▸ **Directions for this task**
In the passage on multi-level marketing below, what reason does it give for illegal pyramid scams claiming to be MLMs? Answer in one to three sentences.

▸ **Passage provided**

● ● ● ● ● ● ●

I’ve had a few interesting discussions lately both online and offline with folk who are absolutely convinced that multi-level marketing and Amway are scams. The discussions have been with highly intelligent and educated people, including one who is a lecturer in entrepreneurship at a school for business. What I’ve discovered is that the reasoning behind their beliefs fall into two areas –
Ignorance, confusion, and misconceptions about MLM
The first is essentially ignorance or misconceptions. MLM suffers greatly by the fact that virtually all illegal pyramid scams claim to be MLMs. When they inevitably fail or are closed down by the government, the meme that “MLM=scam” is reinforced. In reality this is poor logic. The very reason the scams are claiming to be MLMs is because MLMs are legal, legitimate businesses. Nevertheless, the effect on public perceptions is a daunting problem for the legitimate companies.

● ● ● ● ● ● ●

▸ **Record set**
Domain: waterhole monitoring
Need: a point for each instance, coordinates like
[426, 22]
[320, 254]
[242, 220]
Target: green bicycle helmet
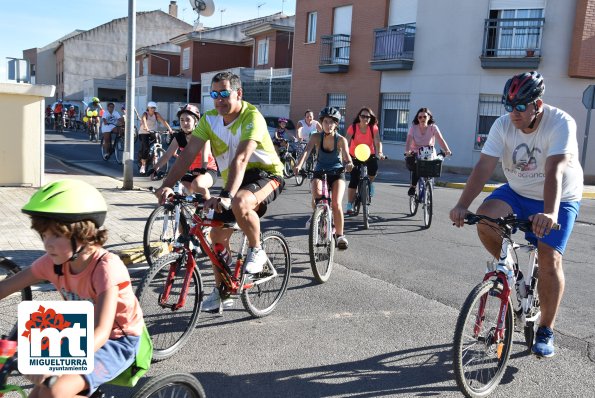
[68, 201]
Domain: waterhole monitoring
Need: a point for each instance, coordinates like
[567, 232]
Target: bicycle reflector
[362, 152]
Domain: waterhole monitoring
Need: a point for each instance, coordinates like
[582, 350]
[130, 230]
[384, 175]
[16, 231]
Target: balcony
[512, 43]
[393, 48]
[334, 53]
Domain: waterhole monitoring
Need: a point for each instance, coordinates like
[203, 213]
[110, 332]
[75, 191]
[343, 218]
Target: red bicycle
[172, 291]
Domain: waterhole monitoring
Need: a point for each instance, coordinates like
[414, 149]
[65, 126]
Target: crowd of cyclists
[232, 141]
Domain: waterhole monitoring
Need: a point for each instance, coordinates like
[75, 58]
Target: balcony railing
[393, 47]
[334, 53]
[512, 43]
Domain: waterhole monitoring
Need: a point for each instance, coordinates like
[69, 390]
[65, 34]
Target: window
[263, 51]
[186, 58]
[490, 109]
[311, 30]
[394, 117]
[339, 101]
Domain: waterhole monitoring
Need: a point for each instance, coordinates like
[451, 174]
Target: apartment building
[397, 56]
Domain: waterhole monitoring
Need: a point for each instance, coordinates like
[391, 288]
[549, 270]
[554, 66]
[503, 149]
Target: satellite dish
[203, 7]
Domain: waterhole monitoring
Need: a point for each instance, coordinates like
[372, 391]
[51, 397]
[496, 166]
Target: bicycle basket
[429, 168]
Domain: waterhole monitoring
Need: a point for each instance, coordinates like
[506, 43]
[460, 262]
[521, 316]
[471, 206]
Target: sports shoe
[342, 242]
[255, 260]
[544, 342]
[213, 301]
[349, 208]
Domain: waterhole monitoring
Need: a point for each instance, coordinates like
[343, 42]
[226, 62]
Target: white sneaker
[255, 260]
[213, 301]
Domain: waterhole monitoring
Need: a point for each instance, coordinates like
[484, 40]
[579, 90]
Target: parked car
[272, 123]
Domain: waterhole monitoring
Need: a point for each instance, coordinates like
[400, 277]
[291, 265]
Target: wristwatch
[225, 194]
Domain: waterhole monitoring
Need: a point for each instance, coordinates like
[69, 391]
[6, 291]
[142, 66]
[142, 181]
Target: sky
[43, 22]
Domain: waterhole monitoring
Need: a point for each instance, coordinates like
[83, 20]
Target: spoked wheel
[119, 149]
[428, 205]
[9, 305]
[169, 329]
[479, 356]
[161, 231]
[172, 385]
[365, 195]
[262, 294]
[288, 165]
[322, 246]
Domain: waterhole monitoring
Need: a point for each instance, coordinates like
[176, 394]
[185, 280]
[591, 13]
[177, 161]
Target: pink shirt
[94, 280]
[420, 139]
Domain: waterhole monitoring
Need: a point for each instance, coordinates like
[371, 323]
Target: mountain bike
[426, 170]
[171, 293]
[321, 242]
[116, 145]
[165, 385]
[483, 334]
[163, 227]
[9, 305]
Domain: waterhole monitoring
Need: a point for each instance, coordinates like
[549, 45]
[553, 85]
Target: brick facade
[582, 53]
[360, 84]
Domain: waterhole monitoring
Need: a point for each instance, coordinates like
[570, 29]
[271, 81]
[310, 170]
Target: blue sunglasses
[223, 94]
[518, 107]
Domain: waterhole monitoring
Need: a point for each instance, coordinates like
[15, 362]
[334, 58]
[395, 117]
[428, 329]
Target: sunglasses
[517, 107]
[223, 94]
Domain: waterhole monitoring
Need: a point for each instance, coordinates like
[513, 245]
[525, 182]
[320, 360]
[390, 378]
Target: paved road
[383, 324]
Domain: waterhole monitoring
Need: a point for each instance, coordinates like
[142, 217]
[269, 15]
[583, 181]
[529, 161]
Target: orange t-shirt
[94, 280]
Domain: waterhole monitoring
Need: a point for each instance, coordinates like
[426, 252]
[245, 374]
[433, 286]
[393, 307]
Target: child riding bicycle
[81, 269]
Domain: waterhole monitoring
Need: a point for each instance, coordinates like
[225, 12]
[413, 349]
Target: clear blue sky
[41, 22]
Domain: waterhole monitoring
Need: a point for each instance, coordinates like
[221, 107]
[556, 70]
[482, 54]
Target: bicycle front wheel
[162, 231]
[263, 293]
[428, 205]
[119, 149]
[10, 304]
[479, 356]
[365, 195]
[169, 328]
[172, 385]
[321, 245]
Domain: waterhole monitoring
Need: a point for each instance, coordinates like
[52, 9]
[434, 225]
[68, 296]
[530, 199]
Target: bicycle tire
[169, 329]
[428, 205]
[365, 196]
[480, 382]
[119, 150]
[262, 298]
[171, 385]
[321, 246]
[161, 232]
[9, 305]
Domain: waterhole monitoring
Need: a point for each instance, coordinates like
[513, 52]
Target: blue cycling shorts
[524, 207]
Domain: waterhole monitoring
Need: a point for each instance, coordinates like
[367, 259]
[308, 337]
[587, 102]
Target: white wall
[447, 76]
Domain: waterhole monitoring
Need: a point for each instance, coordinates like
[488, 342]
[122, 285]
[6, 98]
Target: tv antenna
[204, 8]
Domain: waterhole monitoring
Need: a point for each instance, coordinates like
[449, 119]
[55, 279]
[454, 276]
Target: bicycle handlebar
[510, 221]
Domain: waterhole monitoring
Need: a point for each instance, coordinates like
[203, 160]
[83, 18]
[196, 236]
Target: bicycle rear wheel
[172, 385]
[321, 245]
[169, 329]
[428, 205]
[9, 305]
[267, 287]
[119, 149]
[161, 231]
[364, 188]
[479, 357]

● ● ● ● ● ● ●

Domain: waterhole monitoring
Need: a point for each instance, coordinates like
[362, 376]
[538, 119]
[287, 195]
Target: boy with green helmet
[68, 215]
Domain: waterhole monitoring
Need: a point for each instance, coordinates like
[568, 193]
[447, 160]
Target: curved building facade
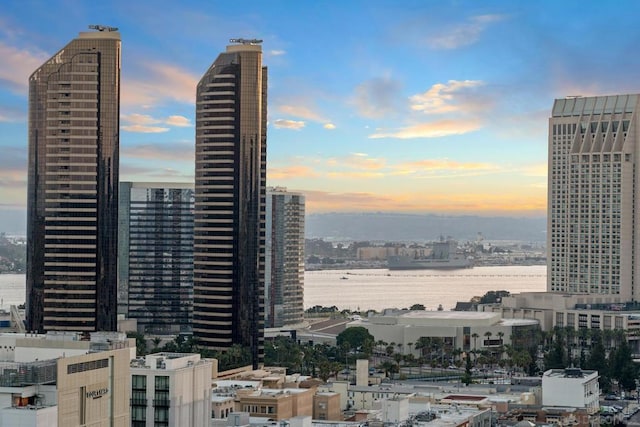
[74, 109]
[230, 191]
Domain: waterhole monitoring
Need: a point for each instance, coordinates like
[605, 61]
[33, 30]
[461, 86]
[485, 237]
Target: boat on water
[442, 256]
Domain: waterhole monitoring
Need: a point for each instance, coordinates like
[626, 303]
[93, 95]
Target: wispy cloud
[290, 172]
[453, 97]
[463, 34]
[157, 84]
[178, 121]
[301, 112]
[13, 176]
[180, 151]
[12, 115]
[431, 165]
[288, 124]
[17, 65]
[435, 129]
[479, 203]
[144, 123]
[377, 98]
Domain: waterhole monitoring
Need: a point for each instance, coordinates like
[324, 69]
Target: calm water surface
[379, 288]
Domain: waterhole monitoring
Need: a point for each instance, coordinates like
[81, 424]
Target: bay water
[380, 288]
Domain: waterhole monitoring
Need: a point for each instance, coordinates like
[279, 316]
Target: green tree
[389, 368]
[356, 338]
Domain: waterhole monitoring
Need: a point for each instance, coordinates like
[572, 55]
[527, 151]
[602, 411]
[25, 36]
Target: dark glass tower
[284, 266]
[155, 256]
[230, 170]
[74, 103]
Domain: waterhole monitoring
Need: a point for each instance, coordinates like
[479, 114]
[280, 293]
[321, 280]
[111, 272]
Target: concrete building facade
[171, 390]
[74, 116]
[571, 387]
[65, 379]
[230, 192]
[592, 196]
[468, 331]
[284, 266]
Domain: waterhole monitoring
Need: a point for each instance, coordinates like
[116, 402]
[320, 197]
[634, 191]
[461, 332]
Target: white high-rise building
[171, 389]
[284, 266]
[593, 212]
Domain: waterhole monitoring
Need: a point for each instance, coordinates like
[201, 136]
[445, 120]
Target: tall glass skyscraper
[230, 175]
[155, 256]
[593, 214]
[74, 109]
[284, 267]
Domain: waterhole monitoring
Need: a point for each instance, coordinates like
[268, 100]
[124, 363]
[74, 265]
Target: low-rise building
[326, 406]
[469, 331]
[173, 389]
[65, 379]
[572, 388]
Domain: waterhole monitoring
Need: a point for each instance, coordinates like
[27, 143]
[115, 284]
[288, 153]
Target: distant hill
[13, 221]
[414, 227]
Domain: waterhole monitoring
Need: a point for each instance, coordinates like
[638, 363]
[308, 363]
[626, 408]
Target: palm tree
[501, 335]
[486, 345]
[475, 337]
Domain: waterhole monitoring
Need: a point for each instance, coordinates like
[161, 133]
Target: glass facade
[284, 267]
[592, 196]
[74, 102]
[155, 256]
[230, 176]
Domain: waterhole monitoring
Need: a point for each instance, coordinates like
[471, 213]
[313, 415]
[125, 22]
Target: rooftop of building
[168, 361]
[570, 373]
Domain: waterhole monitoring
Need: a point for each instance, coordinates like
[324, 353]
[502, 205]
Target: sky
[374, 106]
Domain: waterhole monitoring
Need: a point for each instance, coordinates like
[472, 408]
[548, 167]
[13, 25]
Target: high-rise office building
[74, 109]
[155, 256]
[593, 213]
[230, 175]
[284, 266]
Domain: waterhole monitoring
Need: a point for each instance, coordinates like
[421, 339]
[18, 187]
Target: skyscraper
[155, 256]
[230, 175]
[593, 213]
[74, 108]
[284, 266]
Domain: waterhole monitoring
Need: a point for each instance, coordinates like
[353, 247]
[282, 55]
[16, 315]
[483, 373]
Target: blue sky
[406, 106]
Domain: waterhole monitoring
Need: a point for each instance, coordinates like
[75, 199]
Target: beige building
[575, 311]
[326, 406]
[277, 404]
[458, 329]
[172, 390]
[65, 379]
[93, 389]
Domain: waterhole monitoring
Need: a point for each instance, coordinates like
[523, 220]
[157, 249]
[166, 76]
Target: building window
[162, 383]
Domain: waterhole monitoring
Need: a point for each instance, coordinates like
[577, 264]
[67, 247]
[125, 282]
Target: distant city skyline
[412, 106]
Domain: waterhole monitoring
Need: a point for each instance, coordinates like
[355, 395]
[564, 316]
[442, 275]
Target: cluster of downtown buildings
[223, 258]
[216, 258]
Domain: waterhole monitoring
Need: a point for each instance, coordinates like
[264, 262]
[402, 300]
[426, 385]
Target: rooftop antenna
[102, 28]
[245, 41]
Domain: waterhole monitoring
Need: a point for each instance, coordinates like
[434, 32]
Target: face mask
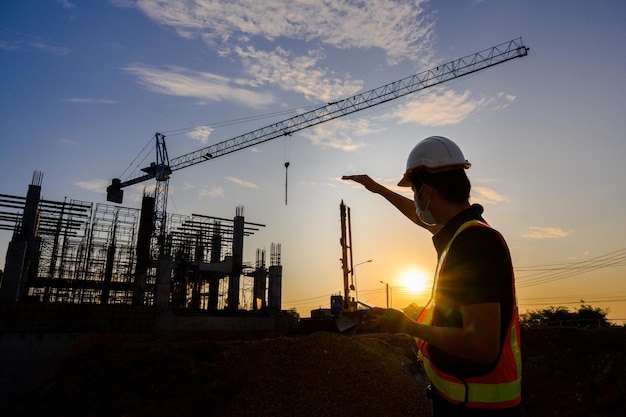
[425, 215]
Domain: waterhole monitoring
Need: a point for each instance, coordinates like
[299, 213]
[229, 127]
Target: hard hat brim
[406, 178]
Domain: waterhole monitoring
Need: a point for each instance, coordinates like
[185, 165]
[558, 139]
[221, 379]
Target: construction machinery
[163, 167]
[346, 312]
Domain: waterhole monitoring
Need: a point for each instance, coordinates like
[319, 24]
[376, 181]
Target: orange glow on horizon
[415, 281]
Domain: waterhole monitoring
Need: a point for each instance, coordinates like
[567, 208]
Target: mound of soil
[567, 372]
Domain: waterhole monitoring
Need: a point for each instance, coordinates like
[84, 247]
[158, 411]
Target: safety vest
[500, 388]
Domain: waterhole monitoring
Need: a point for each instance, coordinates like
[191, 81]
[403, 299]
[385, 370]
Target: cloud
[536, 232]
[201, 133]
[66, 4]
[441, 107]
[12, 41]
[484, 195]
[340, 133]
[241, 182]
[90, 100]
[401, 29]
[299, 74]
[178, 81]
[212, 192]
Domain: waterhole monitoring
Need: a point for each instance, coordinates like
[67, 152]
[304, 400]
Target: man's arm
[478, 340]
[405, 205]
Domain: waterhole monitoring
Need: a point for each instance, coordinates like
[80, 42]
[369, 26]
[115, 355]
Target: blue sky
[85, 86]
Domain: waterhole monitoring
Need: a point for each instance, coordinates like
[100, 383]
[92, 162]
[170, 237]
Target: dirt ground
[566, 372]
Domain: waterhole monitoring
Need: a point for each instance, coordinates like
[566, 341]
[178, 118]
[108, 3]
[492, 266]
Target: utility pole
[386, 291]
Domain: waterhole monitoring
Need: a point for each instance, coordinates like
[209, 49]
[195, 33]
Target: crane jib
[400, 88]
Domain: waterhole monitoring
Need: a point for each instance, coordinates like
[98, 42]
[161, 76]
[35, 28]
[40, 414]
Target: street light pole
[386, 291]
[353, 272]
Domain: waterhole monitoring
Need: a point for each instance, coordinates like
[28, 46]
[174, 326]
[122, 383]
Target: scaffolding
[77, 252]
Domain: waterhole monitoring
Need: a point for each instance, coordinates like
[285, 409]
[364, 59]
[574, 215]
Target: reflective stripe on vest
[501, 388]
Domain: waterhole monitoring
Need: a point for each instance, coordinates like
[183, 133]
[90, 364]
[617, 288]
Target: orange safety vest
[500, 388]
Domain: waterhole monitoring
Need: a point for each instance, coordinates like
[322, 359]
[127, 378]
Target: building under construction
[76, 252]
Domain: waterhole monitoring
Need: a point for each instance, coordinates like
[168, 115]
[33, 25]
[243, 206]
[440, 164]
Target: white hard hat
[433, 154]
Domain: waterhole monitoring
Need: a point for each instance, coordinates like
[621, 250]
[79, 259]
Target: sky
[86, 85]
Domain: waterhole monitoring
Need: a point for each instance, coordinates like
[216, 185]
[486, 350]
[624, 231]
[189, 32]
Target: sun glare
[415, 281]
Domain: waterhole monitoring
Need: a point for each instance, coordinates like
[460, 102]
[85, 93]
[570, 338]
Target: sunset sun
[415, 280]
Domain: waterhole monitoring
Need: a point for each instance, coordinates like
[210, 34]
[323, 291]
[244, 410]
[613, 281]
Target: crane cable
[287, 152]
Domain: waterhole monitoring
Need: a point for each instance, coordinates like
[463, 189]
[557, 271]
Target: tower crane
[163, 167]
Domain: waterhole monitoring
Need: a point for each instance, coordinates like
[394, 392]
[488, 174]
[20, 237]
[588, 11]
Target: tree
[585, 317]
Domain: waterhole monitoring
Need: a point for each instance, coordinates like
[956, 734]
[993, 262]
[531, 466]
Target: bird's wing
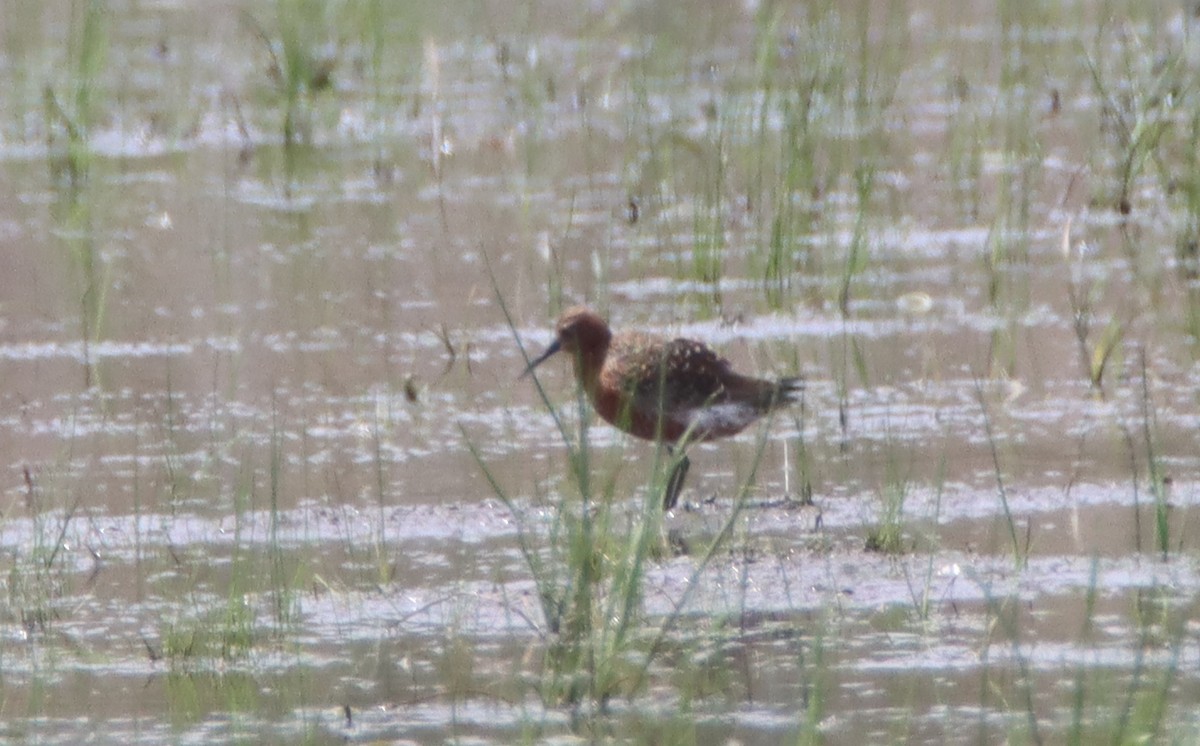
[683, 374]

● ● ● ● ● ● ●

▸ **Answer box**
The scams claim to be MLMs because MLMs are legal, legitimate businesses.